(Problem 1) Can you write out the full passage about the prayers quoted in the Gemara, word for word?

(Excerpt provided)
Our prayer announcing the coming of a new month — “Rosh Chodesh bentching” — is the prayer quoted in the Gemara from Rav. The prayer quoted there in the name of Rabbi Yehudah HaNasi has also been adopted in our morning service, immediately following ‘Brochos’: “May it be Your will, Hashem, to rescue me today and every day from brazen men and brazenness.” Rava’s prayer as cited there has been adopted as part of the Yom Kippur liturgy. Mar bar Ravina’s prayer is the above-referenced prayer asking for G-d’s help to guard our tongue and lips from speaking evil. It concludes with the words “May the expressions of my mouth and the thoughts of my heart find favor before You, Hashem, my Rock and my Redeemer.”

Rav Nissan Alpert notes that this last prayer (May the expressions of my mouth…) is really a generic tag line that could have been added by any of the Amoraim to their prayers. Rav could have said it; Rebbe Yehudah HaNasi could have said it; Rava could have said it. Why is this generic formula only appended to the prayer of Mar bar Ravina?

Rav Alpert explained that this generic request that our prayers be answered is uniquely appended to the prayer of Mar bar Ravina because he provides the key for allowing our prayers to be effective. The essence of the prayer “Guard my lips…” is to make all my other multitude of prayers — for understanding, health, livelihood, security from enemies, National restoration, etc. — effective. The key for our prayers to be accepted is the possession of a tongue and lips that are worthy of being listened to by G-d.

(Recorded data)
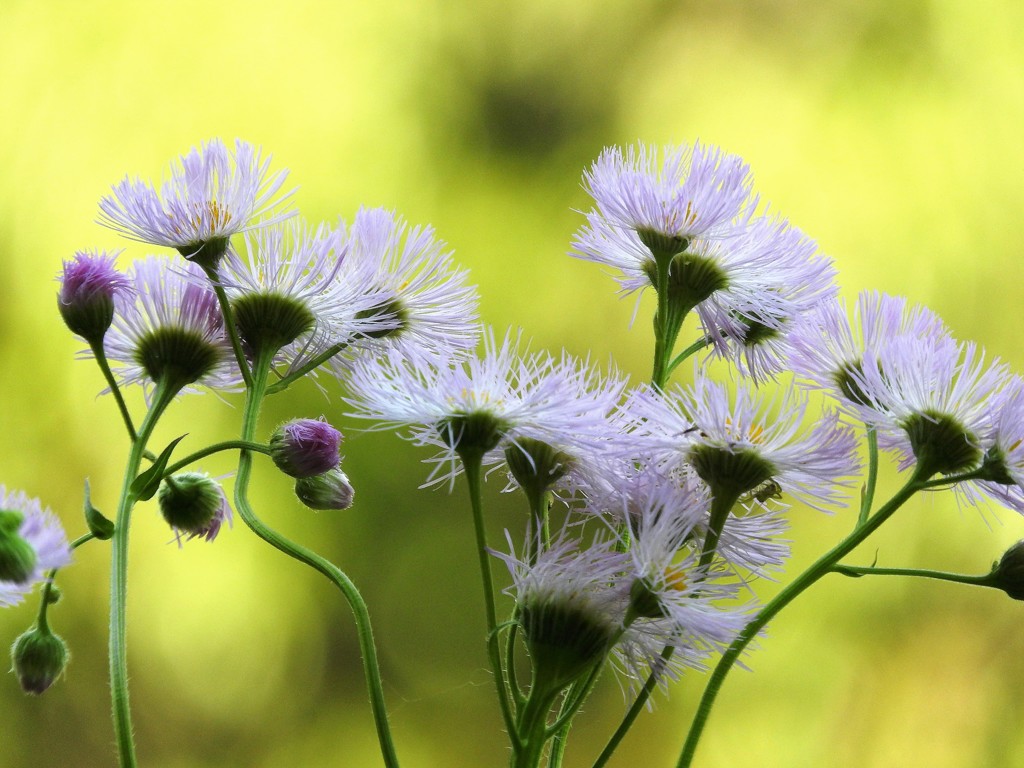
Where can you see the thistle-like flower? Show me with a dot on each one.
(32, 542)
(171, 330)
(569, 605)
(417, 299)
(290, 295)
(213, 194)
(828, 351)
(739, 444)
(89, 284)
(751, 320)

(Problem 2) Can you update the lines of the records above by replacing "thistle-like flower" with "spiky bloom" and keeping everything else the same, leaving the pictures out of your answer?

(Task solution 1)
Our prayer announcing the coming of a new month — “Rosh Chodesh bentching” — is the prayer quoted in the Gemara from Rav. The prayer quoted there in the name of Rabbi Yehudah HaNasi has also been adopted in our morning service, immediately following ‘Brochos’: “May it be Your will, Hashem, to rescue me today and every day from brazen men and brazenness.” Rava’s prayer as cited there has been adopted as part of the Yom Kippur liturgy. Mar bar Ravina’s prayer is the above-referenced prayer asking for G-d’s help to guard our tongue and lips from speaking evil. It concludes with the words “May the expressions of my mouth and the thoughts of my heart find favor before You, Hashem, my Rock and my Redeemer.”

Rav Nissan Alpert notes that this last prayer (May the expressions of my mouth…) is really a generic tag line that could have been added by any of the Amoraim to their prayers. Rav could have said it; Rebbe Yehudah HaNasi could have said it; Rava could have said it. Why is this generic formula only appended to the prayer of Mar bar Ravina?

Rav Alpert explained that this generic request that our prayers be answered is uniquely appended to the prayer of Mar bar Ravina because he provides the key for allowing our prayers to be effective. The essence of the prayer “Guard my lips…” is to make all my other multitude of prayers — for understanding, health, livelihood, security from enemies, National restoration, etc. — effective. The key for our prayers to be accepted is the possession of a tongue and lips that are worthy of being listened to by G-d.

(Task solution 2)
Where can you see the spiky bloom? Show me with a dot on each one.
(32, 542)
(171, 330)
(569, 605)
(417, 299)
(290, 295)
(213, 194)
(828, 351)
(739, 444)
(89, 284)
(751, 320)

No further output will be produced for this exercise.